**EXERCISE OBJECTIVE**
Reproduce only this part of the listing: the line with "For the benchmark, point to the crowd of people in", plus every line after it through the last.

Point annotations for photos:
_ _ _ _ _

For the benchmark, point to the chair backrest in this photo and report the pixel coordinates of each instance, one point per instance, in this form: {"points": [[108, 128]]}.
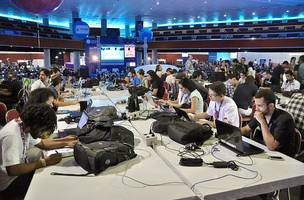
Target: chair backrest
{"points": [[298, 141], [11, 114], [241, 120]]}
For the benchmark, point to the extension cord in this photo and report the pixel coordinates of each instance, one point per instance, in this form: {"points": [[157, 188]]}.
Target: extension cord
{"points": [[134, 115]]}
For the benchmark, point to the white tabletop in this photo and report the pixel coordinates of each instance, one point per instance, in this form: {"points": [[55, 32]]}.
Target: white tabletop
{"points": [[161, 165], [113, 183], [272, 175]]}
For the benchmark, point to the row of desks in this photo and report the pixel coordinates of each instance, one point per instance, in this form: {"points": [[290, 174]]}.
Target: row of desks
{"points": [[156, 174]]}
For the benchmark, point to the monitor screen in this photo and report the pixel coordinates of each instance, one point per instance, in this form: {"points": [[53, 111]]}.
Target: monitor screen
{"points": [[83, 120], [130, 51], [112, 53]]}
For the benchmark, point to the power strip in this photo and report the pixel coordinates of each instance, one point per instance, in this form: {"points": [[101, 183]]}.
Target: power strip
{"points": [[151, 139], [134, 115]]}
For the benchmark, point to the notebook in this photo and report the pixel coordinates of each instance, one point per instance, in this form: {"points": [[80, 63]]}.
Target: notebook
{"points": [[75, 131], [230, 137], [180, 113]]}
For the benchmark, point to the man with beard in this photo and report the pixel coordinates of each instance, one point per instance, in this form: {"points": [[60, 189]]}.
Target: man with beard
{"points": [[276, 126], [9, 90]]}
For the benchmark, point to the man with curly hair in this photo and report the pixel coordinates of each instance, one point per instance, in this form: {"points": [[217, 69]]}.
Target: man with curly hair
{"points": [[17, 137]]}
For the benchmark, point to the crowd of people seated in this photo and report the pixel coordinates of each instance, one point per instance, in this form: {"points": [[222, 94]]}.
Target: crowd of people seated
{"points": [[247, 91]]}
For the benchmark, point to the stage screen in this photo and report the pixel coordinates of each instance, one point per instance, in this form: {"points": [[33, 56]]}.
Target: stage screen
{"points": [[130, 51], [112, 53]]}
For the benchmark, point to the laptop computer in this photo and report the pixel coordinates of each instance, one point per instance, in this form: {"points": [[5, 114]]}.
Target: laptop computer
{"points": [[75, 114], [180, 113], [75, 131], [230, 137]]}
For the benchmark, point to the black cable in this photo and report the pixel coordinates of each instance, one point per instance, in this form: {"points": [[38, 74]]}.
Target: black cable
{"points": [[226, 175]]}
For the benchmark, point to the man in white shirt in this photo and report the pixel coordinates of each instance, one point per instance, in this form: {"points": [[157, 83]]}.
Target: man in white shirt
{"points": [[220, 107], [16, 138], [43, 80], [291, 83]]}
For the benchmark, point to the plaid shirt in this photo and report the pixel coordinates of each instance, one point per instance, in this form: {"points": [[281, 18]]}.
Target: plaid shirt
{"points": [[296, 108]]}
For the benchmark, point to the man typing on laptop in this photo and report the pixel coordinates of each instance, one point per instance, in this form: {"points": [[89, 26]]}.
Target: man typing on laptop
{"points": [[276, 126]]}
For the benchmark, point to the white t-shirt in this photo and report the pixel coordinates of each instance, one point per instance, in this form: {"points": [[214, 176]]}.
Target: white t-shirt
{"points": [[227, 111], [290, 86], [13, 147], [37, 84], [200, 103]]}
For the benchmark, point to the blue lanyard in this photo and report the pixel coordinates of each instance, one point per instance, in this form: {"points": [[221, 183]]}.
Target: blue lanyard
{"points": [[217, 112]]}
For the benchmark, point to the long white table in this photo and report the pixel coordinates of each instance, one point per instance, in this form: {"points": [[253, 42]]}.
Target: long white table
{"points": [[160, 165], [144, 177], [263, 176]]}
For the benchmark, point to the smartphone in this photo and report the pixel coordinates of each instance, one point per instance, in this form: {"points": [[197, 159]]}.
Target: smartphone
{"points": [[275, 158]]}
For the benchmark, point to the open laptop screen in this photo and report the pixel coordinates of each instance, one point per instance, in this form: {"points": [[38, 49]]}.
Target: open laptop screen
{"points": [[181, 113], [83, 120], [229, 134]]}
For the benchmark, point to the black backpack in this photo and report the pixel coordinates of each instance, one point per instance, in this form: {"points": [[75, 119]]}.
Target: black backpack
{"points": [[98, 156], [163, 120], [106, 131], [185, 132]]}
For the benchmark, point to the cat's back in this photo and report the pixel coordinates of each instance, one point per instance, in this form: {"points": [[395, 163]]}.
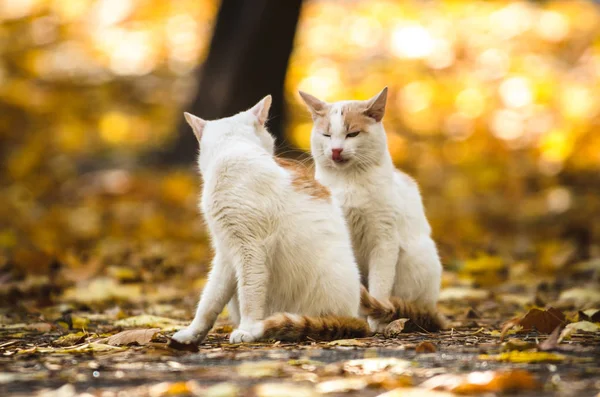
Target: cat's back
{"points": [[302, 180], [244, 182]]}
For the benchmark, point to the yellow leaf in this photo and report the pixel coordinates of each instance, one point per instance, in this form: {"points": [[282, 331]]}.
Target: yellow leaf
{"points": [[342, 385], [368, 366], [146, 320], [259, 369], [524, 357], [283, 389], [139, 336], [70, 339], [346, 342], [484, 382]]}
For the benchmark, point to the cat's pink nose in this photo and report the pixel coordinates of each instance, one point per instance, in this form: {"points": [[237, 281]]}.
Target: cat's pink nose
{"points": [[336, 154]]}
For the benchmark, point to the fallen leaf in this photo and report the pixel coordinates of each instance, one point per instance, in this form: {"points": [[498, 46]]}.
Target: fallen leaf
{"points": [[223, 329], [283, 390], [581, 326], [139, 336], [551, 343], [342, 385], [66, 390], [146, 320], [592, 315], [346, 342], [484, 382], [79, 322], [259, 369], [224, 389], [518, 345], [95, 347], [524, 357], [165, 389], [580, 297], [463, 294], [415, 392], [368, 366], [102, 289], [425, 347], [395, 328], [544, 321], [39, 327], [189, 347], [70, 339]]}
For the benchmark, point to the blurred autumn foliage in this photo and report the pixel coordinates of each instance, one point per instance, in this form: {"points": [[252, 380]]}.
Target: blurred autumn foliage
{"points": [[493, 107]]}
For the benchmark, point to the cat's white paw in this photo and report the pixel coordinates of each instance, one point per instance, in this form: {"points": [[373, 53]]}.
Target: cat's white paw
{"points": [[186, 336], [240, 336]]}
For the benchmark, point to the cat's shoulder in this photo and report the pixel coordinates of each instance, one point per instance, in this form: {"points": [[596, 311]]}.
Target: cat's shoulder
{"points": [[303, 179]]}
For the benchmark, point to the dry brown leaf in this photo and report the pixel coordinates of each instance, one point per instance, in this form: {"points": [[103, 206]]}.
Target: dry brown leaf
{"points": [[346, 342], [425, 347], [543, 321], [592, 315], [551, 342], [524, 357], [342, 385], [139, 336], [518, 345], [395, 328], [484, 382], [70, 339], [581, 326]]}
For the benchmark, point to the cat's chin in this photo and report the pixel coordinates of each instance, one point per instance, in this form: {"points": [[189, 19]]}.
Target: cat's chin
{"points": [[340, 163]]}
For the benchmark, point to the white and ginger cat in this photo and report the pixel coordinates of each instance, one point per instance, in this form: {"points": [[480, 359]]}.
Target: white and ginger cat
{"points": [[282, 249], [382, 206]]}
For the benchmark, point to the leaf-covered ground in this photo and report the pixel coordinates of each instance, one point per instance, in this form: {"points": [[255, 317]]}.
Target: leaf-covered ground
{"points": [[95, 276]]}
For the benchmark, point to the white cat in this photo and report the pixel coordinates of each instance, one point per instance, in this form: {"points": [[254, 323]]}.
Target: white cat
{"points": [[281, 243], [383, 208]]}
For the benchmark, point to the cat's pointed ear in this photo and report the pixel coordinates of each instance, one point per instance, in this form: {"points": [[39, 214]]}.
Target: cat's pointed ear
{"points": [[316, 106], [261, 109], [196, 123], [376, 106]]}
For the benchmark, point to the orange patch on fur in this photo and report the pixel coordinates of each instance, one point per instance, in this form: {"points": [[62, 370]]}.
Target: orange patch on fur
{"points": [[303, 179], [355, 118]]}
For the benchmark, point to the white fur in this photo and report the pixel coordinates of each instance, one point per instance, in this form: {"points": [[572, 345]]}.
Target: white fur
{"points": [[276, 249], [384, 211]]}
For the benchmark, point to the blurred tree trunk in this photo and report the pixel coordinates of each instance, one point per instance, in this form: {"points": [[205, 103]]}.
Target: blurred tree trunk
{"points": [[247, 60]]}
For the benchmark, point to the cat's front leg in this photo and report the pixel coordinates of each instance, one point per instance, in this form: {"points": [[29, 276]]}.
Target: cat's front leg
{"points": [[252, 282], [382, 274], [218, 291]]}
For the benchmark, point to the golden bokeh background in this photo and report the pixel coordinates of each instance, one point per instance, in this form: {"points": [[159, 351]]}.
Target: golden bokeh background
{"points": [[494, 108]]}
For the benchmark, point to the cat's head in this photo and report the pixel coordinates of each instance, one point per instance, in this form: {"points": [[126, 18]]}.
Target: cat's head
{"points": [[248, 126], [347, 133]]}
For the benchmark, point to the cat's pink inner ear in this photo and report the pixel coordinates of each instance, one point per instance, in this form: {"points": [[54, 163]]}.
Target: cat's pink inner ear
{"points": [[376, 105], [314, 104], [261, 109], [196, 123]]}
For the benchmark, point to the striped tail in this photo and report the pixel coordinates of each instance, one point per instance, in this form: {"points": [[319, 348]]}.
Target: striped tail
{"points": [[293, 327], [394, 308]]}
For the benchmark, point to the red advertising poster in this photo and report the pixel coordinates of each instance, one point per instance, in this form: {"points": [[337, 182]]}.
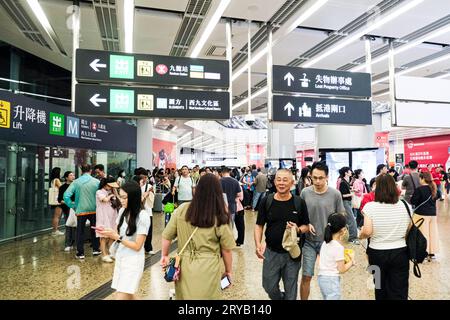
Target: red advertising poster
{"points": [[382, 141], [300, 159], [429, 150], [255, 155], [164, 154]]}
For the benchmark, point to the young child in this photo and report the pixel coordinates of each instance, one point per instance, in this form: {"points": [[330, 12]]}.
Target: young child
{"points": [[333, 258]]}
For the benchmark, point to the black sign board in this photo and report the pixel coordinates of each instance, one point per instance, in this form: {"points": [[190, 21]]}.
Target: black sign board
{"points": [[321, 81], [115, 102], [321, 110], [60, 153], [29, 120], [105, 66]]}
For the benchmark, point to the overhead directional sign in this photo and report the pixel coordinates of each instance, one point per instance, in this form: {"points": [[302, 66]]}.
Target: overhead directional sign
{"points": [[114, 102], [321, 110], [320, 81], [104, 66]]}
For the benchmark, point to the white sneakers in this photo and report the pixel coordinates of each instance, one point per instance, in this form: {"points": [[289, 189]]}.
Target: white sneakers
{"points": [[107, 259]]}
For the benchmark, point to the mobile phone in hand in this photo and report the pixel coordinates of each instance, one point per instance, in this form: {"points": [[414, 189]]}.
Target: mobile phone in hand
{"points": [[225, 282]]}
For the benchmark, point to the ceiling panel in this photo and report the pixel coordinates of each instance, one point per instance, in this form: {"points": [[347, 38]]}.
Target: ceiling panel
{"points": [[335, 14], [157, 40], [418, 17], [177, 5], [258, 10]]}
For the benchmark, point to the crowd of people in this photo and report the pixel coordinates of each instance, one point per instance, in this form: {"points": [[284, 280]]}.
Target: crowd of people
{"points": [[299, 216]]}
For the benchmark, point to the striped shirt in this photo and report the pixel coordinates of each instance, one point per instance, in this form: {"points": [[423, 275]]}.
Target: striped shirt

_ _ _ _ _

**RESPONSE TO THIS TASK**
For the benchmark, point to the crowd of people in this photo and report the pixel coordinates of each instance, one point per instance, in this form: {"points": [[284, 280]]}.
Target: crowd of people
{"points": [[299, 216]]}
For the benchmark, point to the striped shirt in this photo and report the pixel coordinates of each instance, one point per instance, in this form: {"points": [[423, 275]]}.
Target: striped shirt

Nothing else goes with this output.